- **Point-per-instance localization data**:
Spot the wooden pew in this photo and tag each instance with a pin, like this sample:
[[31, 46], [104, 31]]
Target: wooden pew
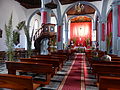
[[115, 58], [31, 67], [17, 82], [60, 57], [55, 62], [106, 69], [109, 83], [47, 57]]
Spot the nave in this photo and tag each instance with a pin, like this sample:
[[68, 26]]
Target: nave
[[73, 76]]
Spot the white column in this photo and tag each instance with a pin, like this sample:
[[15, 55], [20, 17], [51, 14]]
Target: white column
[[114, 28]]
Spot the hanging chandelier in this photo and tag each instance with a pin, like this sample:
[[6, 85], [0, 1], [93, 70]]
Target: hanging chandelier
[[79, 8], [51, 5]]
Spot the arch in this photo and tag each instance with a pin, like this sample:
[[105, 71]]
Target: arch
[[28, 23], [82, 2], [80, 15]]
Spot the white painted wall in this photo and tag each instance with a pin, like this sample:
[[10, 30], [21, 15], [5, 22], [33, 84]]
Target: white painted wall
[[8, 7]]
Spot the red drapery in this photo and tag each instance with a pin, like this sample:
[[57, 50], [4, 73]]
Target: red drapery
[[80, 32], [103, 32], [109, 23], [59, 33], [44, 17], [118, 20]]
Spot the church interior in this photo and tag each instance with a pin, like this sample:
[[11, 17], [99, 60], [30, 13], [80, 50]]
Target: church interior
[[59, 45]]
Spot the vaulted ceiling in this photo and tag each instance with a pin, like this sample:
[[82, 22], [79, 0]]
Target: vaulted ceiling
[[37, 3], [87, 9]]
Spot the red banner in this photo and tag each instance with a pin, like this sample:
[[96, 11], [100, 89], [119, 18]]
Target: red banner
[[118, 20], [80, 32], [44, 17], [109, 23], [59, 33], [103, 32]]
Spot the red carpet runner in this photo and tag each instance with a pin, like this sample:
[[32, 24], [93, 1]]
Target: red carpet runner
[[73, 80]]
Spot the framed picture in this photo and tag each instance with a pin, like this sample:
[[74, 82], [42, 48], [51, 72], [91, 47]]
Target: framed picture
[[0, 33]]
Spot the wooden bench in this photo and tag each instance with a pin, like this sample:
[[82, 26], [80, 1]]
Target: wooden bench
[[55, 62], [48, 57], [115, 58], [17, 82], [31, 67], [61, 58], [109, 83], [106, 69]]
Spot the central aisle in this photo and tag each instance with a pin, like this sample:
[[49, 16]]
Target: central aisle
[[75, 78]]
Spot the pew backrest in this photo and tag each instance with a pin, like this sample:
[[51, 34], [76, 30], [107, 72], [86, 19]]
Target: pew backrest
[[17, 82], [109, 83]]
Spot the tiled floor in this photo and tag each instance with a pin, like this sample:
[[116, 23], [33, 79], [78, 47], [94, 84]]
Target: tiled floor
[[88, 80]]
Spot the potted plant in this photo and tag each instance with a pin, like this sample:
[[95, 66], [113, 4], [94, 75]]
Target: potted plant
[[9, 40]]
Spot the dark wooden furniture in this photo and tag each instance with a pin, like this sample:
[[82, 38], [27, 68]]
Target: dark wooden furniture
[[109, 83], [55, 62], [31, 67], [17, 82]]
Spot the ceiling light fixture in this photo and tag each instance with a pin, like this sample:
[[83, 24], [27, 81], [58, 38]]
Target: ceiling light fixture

- **WORK REQUEST**:
If the word "light" is on a line above, return that line.

- **RESPONSE BELOW**:
Spot the ceiling light fixture in this photo and tag each instance with a pin, like this sample:
Target: ceiling light fixture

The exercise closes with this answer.